• _Try it_:
Write out the passage on helplessness in adults with Asperger's word for word, starting at "With few exceptions, everyone" and ending at "by external causes.".

• _Text for analysis_:
####
With few exceptions, everyone I have worked with during my career as an Asperger’s psychologist has brought to my attention, in one way or another, the presence of a persistent and enduring feeling of helplessness. It appears to be a core feature of this condition, but one that is often invisible, even to those with intimate knowledge of the person, and in many cases to the people themselves with Asperger’s.
What do I mean by helplessness? It is the belief that events in life are not determined by one’s own actions, they are caused instead by outside influences over which one has no control. Negative events, in particular, are assumed to be one’s own responsibility rather than being caused by external causes.
The feeling of helplessness comes from imagining that bad outcomes are brought about by one’s own actions whereas good outcomes are the result of other causes. In essence, one is helpless to make good things occur and unable to prevent bad things from happening.
Why is this especially true of adults with Asperger’s? For one thing, by definition, they have poor social skills and trouble communicating effectively. Their experiences interacting with others tend to be unsuccessful, frustrating and disturbing, leading to an abundance of negative experiences and few positive ones. Because it appears to them that their communicative and social skills are core aspects of who they are, they see these repeated negative experiences to be beyond their control. Lacking a sense of control over one’s life leads directly to the presence of helplessness.
####
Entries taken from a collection
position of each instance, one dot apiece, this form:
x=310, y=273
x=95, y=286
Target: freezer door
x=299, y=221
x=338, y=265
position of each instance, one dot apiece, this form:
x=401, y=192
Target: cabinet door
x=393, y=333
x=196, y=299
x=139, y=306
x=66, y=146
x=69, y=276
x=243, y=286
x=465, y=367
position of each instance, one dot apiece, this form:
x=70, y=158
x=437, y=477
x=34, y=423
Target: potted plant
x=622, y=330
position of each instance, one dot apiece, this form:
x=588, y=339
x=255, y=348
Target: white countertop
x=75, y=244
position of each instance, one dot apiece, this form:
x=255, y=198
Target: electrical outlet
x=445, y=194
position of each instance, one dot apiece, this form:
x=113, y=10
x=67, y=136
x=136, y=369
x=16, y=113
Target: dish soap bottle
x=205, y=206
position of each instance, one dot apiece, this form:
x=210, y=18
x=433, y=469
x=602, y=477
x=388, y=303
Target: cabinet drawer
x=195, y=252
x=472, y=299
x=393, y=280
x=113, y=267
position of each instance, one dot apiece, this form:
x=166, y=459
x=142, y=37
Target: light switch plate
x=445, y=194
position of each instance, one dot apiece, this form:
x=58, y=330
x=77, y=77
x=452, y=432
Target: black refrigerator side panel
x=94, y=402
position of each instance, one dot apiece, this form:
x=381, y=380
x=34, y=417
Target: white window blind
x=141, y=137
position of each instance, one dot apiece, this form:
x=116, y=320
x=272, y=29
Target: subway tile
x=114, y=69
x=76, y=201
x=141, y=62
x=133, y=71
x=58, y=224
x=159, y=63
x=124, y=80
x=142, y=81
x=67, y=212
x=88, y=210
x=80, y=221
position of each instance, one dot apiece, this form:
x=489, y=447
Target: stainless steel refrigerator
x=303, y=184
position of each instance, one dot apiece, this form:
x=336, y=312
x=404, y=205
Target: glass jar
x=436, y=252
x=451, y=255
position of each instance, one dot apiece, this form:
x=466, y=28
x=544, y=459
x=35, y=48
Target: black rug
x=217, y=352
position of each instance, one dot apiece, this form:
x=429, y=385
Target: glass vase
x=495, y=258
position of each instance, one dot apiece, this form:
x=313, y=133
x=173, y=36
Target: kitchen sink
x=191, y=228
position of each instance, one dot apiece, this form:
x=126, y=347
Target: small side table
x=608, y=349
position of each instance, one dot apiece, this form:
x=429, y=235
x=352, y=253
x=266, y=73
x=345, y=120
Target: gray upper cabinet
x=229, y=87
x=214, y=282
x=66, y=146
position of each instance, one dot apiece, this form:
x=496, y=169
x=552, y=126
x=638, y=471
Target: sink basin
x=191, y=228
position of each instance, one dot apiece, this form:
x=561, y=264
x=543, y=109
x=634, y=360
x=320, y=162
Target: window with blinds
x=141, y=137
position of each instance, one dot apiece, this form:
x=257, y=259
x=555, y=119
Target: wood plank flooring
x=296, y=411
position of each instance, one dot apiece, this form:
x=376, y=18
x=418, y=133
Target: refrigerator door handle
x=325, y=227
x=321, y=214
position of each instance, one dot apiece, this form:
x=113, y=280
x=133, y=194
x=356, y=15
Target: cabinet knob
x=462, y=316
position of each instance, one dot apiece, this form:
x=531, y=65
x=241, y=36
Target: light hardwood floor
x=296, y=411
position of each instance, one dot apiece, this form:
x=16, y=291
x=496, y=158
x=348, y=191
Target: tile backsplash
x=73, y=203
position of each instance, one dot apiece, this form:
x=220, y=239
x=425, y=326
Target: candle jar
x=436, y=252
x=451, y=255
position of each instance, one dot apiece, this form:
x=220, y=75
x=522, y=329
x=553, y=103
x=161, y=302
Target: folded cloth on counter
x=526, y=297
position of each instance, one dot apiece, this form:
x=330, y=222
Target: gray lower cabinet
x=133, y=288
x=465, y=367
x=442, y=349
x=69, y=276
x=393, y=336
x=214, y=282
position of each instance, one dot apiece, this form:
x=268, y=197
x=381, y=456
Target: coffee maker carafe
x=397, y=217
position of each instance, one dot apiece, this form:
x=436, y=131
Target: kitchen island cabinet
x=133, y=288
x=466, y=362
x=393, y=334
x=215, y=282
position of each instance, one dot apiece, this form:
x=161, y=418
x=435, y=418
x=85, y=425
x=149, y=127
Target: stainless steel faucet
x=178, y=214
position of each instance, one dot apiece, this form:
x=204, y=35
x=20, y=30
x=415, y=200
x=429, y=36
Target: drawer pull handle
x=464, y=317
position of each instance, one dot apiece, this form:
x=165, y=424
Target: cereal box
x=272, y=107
####
• _Exercise response_:
With few exceptions, everyone I have worked with during my career as an Asperger’s psychologist has brought to my attention, in one way or another, the presence of a persistent and enduring feeling of helplessness. It appears to be a core feature of this condition, but one that is often invisible, even to those with intimate knowledge of the person, and in many cases to the people themselves with Asperger’s.
What do I mean by helplessness? It is the belief that events in life are not determined by one’s own actions, they are caused instead by outside influences over which one has no control. Negative events, in particular, are assumed to be one’s own responsibility rather than being caused by external causes.